- [EXERCISE INSTRUCTIONS]:
In the data below, find the line that contains "Task: place one point on each instance of the blurred" and the line that contains "Task: place one point on each instance of the white sneaker". Copy both, plus every line between them, exactly.

- [DATA IN THIS EXERCISE]:
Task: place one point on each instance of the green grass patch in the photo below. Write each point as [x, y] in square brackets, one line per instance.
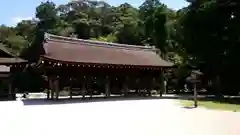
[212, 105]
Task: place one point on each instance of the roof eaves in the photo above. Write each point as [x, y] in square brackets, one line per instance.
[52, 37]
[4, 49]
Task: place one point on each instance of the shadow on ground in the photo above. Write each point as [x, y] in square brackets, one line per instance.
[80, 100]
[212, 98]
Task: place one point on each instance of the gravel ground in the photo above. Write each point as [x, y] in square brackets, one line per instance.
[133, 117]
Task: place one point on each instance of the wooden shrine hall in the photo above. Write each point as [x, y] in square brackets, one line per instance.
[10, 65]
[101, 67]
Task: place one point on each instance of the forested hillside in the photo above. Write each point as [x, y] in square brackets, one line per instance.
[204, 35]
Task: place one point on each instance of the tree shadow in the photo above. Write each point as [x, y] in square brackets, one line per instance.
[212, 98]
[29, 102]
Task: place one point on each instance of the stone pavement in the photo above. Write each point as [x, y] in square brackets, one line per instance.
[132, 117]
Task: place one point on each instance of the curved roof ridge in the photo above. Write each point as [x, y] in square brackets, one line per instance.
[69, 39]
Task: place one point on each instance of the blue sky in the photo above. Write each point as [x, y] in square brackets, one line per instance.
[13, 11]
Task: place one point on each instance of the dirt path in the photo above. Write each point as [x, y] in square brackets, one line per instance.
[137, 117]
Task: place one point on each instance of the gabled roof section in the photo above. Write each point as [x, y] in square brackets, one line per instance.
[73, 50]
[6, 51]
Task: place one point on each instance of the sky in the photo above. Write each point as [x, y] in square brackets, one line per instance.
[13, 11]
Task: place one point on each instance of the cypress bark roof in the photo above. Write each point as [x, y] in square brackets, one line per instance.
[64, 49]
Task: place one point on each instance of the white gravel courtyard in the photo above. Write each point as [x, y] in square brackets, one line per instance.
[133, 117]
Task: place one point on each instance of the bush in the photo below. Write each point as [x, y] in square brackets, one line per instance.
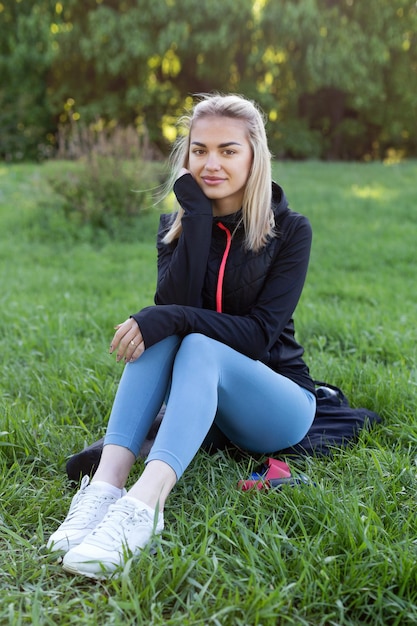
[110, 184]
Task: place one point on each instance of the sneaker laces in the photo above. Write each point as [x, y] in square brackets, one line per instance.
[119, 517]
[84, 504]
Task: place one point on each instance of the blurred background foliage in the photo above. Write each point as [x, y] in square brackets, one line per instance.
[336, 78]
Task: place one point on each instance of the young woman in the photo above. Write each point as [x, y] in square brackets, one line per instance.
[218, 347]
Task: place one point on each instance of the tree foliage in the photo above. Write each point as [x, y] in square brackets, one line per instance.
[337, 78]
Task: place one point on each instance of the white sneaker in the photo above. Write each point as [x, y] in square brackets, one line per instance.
* * *
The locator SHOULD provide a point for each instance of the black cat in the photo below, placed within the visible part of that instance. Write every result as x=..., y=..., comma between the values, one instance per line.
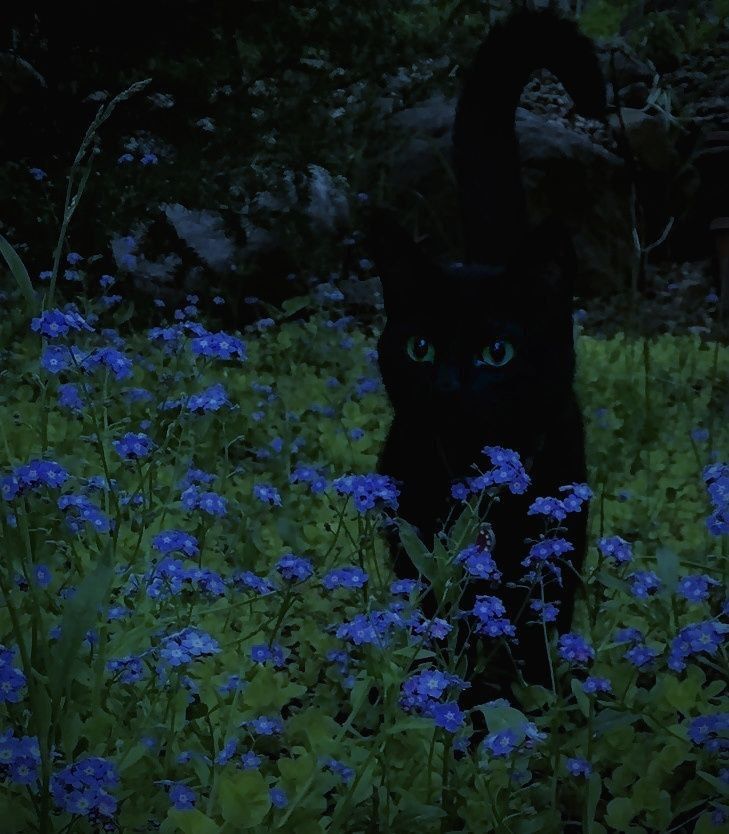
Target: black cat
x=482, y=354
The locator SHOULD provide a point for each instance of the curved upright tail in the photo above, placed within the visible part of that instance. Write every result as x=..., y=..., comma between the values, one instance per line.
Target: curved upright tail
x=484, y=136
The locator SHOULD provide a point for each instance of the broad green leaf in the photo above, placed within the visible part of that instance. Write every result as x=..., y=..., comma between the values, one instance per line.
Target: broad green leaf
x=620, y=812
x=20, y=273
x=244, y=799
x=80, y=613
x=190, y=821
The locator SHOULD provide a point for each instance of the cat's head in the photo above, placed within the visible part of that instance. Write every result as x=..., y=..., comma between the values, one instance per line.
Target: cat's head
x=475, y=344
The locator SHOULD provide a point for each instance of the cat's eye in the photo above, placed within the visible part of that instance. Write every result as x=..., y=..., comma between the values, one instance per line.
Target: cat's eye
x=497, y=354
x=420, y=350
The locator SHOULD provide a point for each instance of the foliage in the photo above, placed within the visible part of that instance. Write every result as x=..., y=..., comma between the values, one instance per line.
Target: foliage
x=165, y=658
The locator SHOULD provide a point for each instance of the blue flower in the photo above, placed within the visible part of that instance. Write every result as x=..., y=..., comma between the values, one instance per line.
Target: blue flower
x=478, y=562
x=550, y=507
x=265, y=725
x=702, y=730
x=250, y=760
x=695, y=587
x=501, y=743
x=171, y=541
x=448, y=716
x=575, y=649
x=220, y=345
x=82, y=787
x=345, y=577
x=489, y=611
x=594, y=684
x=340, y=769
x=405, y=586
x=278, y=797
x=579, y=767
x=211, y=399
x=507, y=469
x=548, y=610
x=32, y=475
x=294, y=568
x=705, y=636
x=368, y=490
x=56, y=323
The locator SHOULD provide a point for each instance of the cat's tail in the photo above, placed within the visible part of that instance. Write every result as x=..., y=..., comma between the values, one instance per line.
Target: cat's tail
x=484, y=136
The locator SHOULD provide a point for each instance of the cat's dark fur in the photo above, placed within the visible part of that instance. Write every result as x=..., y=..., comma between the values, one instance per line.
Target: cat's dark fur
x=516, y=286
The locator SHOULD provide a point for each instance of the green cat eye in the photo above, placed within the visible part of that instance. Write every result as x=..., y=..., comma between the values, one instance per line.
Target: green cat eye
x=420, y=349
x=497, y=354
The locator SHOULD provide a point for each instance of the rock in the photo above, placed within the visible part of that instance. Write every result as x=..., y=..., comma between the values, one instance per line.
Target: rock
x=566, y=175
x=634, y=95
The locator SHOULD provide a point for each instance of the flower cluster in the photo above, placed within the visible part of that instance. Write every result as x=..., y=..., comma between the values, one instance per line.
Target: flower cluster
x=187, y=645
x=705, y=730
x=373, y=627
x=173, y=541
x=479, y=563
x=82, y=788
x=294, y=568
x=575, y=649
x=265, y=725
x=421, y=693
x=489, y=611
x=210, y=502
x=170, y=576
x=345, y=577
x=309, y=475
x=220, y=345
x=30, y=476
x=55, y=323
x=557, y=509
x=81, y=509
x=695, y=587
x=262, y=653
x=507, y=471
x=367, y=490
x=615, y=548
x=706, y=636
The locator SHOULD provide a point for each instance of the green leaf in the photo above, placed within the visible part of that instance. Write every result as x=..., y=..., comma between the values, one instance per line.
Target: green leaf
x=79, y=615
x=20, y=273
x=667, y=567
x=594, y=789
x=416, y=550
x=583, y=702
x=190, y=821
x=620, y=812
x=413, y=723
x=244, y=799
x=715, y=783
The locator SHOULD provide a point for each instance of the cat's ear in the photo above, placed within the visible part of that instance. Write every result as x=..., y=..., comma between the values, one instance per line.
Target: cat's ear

- [ANSWER SECTION]:
Task: place one point on each instance of the blurred background foliage in the photo above. Write each point as [x, y] in square brackets, one line per instance.
[336, 78]
Task: place one point on each instance of the young woman in the photo above. Write each point as [x, y] in square brackets, one line per instance.
[218, 347]
Task: place one point on each instance of the tree foliage in the photo above. Write each point as [x, y] in square brackets, one line per instance.
[337, 78]
Task: place one point on each instance of the white sneaker in the photo above. Write each point as [x, y] in square brackets, one line per instance.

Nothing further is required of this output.